Exercise instructions:
Reproduce exactly the lines below, from the first one through the line containing "spot the dark window opening", and omit any pictures.

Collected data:
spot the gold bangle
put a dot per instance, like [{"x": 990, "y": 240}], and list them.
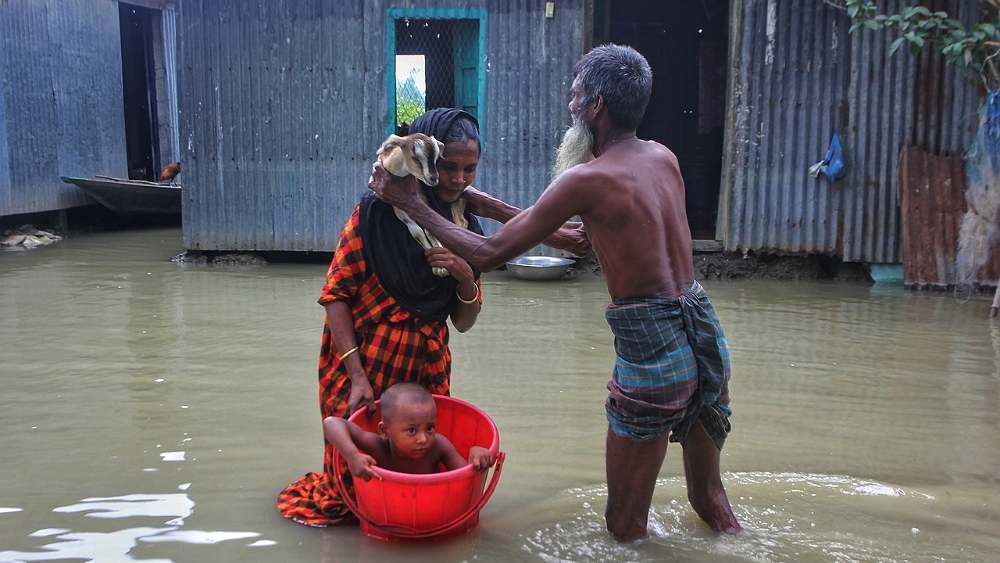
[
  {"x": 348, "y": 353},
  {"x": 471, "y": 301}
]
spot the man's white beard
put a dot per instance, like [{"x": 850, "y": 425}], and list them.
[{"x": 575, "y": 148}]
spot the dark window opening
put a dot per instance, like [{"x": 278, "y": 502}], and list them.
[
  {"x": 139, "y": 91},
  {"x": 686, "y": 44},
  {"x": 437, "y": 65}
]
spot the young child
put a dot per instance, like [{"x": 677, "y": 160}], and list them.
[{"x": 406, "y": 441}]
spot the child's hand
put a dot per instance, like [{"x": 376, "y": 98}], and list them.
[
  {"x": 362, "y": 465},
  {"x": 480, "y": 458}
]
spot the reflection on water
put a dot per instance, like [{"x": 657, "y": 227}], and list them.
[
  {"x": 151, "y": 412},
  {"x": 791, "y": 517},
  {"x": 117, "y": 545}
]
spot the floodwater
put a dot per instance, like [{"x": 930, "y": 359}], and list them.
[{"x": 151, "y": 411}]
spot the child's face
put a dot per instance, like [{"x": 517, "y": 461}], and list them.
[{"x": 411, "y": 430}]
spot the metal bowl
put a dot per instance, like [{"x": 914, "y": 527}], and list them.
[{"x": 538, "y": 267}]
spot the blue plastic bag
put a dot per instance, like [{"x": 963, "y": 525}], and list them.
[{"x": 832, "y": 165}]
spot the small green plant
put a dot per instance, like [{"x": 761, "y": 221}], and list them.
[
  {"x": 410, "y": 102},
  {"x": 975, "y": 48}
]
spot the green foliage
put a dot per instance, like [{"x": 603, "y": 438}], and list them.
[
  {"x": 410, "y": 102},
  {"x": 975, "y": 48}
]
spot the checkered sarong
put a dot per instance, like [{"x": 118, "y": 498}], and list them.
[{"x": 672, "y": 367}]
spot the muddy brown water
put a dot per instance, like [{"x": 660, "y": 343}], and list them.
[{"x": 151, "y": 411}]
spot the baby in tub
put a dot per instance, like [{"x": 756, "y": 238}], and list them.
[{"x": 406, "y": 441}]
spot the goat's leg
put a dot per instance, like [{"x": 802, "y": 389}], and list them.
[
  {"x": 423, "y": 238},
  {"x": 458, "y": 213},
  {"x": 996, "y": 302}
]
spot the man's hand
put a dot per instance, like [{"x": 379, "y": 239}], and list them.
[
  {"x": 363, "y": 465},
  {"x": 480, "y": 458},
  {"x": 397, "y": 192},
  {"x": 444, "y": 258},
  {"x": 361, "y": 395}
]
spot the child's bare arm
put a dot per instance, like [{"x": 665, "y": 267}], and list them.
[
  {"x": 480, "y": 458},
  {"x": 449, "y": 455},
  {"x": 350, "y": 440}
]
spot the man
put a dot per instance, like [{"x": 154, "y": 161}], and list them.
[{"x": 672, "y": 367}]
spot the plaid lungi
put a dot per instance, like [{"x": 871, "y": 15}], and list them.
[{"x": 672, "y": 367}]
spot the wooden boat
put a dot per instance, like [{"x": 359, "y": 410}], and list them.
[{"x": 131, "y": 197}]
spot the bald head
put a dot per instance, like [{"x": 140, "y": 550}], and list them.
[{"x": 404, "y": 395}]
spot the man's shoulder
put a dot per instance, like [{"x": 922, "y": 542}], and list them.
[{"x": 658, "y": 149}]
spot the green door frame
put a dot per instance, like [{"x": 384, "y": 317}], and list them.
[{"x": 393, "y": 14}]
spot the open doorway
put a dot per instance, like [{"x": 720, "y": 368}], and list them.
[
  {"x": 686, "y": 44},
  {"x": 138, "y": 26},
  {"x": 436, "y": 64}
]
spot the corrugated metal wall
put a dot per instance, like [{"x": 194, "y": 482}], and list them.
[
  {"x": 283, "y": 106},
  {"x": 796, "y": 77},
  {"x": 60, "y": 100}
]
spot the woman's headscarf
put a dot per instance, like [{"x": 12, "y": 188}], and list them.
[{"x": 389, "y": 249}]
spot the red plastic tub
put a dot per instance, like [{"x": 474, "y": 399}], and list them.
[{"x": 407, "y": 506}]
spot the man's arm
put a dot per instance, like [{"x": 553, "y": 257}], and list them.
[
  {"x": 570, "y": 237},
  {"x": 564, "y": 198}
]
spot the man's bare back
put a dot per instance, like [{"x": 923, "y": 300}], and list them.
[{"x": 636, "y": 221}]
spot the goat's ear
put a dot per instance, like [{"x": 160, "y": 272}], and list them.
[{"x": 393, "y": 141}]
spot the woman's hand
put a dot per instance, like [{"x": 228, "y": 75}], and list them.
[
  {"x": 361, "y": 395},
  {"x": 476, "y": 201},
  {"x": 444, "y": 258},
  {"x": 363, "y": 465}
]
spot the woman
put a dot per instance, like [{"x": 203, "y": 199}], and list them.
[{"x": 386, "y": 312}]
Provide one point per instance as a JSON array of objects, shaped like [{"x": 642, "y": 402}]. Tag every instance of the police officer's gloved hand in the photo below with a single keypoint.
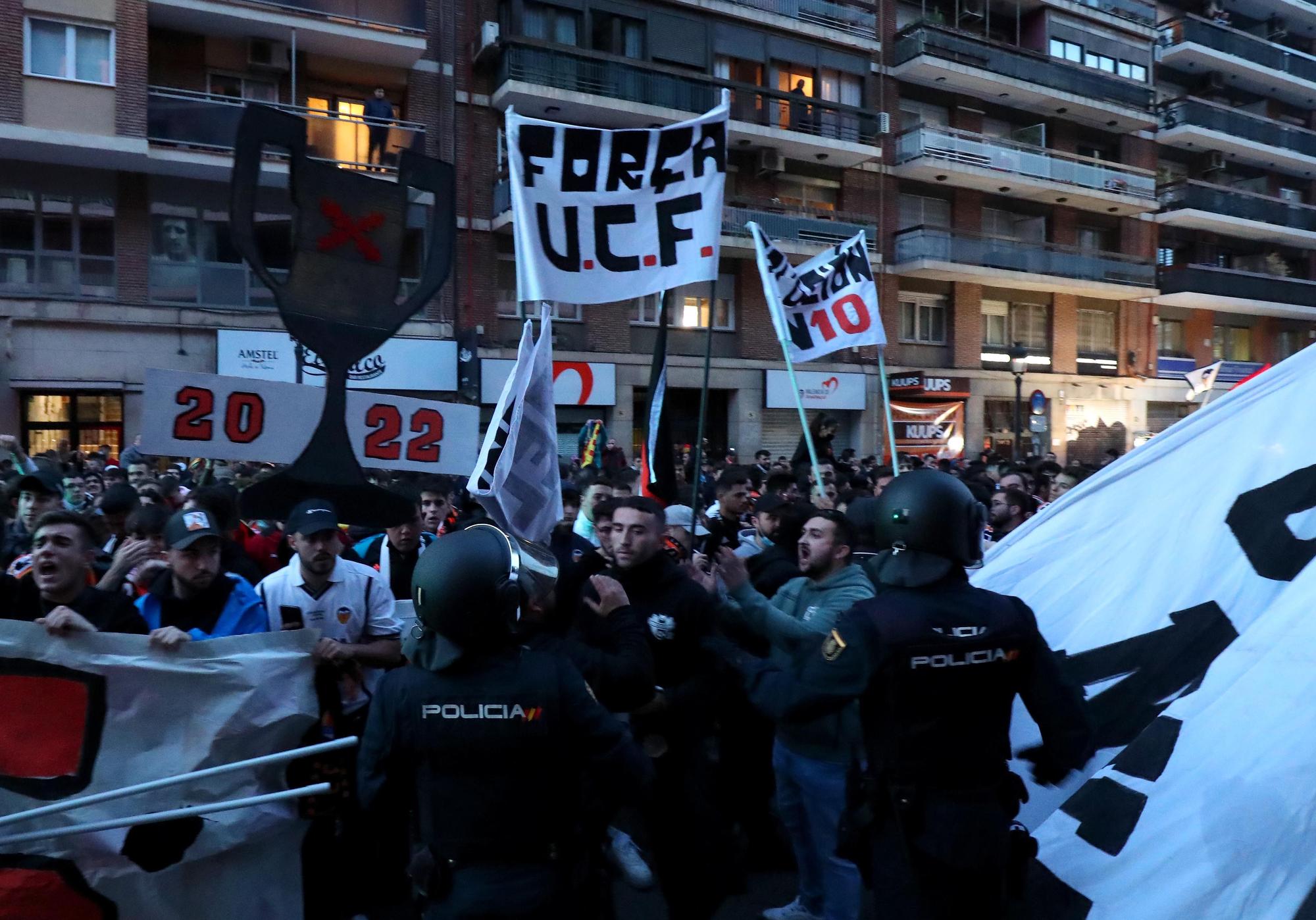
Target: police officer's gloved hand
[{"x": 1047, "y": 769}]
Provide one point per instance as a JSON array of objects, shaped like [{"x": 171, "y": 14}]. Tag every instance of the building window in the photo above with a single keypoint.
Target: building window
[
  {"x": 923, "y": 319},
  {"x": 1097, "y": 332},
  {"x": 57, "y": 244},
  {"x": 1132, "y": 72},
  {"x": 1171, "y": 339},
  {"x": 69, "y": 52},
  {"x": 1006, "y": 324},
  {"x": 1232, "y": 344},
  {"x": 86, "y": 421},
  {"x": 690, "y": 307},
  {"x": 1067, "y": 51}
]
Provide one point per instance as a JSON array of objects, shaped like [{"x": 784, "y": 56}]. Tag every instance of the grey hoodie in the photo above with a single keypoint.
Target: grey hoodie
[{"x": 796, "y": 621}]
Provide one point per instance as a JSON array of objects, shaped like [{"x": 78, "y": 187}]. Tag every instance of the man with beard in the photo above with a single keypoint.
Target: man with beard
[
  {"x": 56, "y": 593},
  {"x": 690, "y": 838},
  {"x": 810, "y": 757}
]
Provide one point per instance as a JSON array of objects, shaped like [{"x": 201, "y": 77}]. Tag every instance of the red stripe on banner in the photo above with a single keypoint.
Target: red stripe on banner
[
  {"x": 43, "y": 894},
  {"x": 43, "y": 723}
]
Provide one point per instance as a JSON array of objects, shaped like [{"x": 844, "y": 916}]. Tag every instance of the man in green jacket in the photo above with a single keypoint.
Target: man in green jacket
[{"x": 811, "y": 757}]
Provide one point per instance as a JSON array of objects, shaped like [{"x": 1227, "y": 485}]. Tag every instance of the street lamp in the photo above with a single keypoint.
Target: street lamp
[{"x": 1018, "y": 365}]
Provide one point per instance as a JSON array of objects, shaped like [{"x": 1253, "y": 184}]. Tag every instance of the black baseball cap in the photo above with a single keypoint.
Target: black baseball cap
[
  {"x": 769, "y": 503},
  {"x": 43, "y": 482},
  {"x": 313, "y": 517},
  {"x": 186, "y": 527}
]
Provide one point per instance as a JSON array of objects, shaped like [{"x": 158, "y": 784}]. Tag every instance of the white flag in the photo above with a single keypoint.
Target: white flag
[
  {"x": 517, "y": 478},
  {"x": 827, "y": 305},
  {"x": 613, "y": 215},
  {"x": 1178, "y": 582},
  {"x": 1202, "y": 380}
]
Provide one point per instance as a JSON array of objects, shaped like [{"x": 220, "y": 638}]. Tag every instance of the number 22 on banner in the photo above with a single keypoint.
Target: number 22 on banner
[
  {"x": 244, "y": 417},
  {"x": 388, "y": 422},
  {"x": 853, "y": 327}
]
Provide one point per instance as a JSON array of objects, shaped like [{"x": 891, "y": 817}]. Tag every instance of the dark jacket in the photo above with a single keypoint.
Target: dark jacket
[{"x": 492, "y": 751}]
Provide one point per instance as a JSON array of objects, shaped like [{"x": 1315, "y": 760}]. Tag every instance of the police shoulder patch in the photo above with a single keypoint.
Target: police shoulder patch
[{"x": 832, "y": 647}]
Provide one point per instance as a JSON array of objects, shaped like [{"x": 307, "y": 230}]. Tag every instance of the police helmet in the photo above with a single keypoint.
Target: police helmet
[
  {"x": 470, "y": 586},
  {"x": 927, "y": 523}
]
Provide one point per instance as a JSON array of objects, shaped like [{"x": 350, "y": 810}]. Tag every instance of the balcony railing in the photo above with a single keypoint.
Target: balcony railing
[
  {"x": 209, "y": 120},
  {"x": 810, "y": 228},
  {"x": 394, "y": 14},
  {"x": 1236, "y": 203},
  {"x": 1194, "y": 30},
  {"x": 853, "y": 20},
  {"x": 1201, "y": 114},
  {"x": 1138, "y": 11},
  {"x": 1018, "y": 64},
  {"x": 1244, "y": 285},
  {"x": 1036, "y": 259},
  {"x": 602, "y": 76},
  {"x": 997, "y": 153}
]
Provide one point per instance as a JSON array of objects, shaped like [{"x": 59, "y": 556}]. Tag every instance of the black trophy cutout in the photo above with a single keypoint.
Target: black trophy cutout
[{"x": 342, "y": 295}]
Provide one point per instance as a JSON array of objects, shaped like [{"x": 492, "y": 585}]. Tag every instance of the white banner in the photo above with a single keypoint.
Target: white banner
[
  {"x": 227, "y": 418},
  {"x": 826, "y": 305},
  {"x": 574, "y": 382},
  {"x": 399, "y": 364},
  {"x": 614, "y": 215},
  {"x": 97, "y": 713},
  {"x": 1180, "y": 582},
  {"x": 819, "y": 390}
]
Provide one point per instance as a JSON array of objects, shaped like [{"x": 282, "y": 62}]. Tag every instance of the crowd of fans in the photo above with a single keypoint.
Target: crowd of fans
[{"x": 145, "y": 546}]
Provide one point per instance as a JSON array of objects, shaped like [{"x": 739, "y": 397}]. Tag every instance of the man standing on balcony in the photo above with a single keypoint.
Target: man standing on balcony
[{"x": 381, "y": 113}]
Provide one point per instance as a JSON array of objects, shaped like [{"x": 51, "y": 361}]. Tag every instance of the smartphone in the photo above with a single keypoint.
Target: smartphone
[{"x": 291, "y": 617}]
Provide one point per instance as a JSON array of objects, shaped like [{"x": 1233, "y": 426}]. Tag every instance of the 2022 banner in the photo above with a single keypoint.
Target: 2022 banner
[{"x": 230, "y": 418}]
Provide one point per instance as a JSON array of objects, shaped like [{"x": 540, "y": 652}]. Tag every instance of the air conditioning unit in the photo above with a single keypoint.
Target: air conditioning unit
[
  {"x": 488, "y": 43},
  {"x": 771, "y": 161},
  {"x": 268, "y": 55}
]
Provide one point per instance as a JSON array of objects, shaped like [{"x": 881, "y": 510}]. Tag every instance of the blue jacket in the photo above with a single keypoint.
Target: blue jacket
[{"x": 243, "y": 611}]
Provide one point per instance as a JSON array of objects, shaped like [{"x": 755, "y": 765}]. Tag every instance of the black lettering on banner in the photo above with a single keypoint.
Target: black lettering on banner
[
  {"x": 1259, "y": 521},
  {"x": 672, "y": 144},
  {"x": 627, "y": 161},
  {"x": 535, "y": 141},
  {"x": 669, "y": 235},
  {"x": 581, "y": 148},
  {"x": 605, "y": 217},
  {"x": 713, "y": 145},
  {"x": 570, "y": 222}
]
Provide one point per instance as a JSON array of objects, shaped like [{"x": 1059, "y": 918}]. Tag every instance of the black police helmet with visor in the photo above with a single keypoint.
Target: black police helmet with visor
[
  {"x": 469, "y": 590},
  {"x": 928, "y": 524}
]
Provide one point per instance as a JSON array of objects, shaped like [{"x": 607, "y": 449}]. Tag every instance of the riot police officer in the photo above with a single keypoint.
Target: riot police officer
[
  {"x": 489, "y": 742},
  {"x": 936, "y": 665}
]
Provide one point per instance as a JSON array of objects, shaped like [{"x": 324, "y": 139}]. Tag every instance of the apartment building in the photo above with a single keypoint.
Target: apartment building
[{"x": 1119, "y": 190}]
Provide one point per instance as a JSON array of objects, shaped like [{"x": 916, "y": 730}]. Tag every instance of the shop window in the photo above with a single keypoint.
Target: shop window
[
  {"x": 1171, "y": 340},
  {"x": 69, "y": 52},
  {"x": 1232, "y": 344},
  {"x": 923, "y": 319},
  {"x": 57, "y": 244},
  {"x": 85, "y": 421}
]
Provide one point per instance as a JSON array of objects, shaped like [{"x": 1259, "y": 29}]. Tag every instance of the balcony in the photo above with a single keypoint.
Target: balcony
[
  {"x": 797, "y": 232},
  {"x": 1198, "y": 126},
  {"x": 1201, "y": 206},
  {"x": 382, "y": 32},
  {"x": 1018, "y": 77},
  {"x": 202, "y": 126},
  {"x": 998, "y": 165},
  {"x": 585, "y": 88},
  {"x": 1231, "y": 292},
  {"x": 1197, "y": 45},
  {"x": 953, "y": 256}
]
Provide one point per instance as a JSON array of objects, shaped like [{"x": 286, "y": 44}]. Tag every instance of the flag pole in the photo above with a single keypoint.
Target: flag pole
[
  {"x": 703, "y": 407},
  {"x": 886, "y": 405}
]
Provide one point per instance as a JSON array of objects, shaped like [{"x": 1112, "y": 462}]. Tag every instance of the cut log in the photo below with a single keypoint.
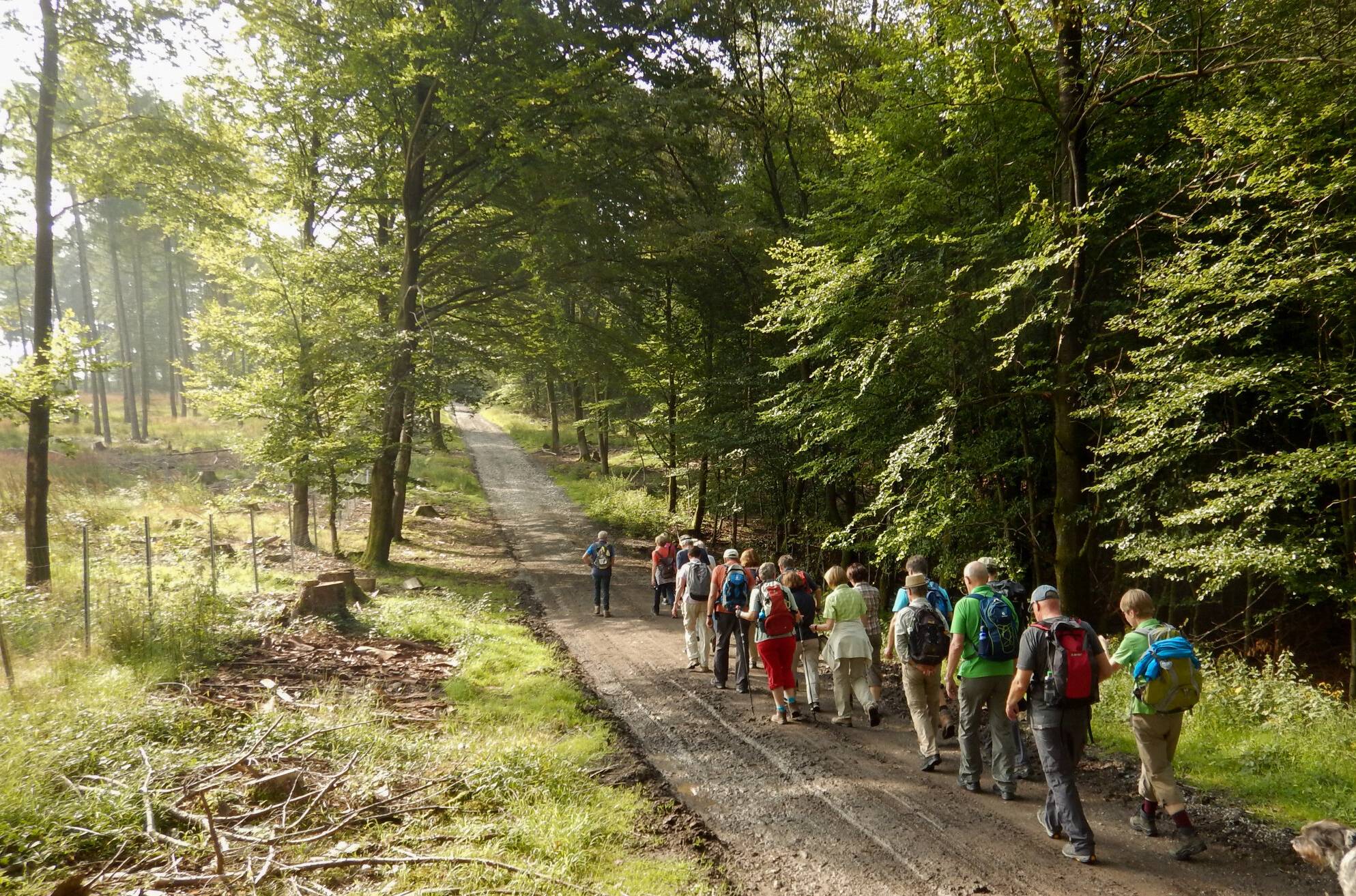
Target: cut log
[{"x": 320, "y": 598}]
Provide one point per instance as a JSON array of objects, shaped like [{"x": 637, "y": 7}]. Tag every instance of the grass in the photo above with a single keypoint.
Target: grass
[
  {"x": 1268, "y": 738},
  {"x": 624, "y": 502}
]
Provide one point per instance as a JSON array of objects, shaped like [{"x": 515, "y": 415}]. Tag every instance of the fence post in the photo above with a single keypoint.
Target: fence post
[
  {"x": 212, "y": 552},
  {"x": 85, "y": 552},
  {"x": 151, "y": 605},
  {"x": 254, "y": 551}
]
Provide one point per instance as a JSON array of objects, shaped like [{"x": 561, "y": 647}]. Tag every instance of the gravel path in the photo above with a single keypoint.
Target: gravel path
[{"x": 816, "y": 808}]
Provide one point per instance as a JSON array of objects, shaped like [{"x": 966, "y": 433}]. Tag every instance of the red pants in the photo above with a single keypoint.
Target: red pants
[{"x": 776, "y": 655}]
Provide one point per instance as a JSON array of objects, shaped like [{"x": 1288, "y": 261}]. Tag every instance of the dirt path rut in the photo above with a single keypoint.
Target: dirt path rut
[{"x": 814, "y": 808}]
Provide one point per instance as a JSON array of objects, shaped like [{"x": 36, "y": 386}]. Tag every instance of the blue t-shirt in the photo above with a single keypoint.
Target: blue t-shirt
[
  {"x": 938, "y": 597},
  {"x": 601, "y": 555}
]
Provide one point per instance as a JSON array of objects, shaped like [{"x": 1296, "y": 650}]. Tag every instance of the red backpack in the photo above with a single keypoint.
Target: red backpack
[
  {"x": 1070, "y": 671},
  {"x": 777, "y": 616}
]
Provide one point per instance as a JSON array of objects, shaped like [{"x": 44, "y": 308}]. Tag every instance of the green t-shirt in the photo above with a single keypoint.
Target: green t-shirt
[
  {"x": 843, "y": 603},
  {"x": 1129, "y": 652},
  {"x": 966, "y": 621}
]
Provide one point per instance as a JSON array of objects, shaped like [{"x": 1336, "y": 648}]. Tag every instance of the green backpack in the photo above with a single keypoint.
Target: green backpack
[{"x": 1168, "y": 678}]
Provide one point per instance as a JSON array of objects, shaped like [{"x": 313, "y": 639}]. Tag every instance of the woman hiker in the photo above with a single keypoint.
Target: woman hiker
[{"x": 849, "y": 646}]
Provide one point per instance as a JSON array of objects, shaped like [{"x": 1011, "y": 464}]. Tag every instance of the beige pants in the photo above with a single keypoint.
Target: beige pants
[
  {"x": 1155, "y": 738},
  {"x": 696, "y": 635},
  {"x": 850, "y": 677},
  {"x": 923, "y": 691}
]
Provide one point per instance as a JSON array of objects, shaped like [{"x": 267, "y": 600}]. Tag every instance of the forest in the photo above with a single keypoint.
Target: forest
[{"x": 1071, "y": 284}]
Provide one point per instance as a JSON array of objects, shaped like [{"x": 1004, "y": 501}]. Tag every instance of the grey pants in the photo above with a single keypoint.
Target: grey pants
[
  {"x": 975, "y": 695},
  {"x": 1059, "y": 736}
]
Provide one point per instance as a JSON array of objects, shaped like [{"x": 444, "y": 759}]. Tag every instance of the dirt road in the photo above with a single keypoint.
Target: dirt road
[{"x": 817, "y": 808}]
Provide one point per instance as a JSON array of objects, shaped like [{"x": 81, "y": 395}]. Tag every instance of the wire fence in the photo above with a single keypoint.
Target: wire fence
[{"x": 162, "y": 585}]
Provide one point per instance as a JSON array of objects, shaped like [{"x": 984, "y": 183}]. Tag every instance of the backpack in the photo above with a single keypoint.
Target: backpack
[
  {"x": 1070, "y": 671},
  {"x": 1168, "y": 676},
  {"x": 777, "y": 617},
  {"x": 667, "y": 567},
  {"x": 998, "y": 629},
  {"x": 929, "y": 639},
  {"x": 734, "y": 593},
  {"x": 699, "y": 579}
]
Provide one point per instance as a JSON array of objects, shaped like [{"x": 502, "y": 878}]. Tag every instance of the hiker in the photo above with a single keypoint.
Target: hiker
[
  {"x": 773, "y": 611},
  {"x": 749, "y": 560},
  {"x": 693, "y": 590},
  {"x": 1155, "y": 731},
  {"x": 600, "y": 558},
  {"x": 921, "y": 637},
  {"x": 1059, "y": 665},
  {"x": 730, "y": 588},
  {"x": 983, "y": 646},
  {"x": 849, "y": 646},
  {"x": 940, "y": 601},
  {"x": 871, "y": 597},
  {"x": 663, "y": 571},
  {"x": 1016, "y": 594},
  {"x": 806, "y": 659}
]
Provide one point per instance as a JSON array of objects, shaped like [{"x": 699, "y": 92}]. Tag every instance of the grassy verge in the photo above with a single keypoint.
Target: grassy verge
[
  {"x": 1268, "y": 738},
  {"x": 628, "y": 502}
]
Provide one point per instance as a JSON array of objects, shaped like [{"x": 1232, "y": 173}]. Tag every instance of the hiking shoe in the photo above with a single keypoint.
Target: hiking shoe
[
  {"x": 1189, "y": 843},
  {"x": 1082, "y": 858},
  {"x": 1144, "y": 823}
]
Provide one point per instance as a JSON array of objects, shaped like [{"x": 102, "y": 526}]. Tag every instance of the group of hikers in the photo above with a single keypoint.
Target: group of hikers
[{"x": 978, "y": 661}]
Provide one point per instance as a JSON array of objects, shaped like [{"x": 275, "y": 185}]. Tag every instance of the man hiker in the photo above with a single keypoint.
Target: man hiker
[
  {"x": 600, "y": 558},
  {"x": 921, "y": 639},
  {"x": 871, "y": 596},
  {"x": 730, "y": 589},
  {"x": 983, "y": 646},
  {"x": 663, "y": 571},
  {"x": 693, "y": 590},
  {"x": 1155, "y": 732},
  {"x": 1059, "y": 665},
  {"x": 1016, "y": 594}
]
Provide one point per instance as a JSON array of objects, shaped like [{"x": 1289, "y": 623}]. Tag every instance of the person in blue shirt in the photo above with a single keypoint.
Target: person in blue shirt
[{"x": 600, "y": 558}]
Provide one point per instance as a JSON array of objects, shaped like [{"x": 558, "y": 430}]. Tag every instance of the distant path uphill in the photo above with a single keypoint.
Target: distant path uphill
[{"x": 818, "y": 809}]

Written solution:
spot the gold bangle
put a dot per instance, like [{"x": 990, "y": 240}], and list them.
[
  {"x": 348, "y": 353},
  {"x": 471, "y": 301}
]
spot the man's white beard
put a dot per instance, like [{"x": 850, "y": 425}], and list them.
[{"x": 575, "y": 148}]
spot the dark window opening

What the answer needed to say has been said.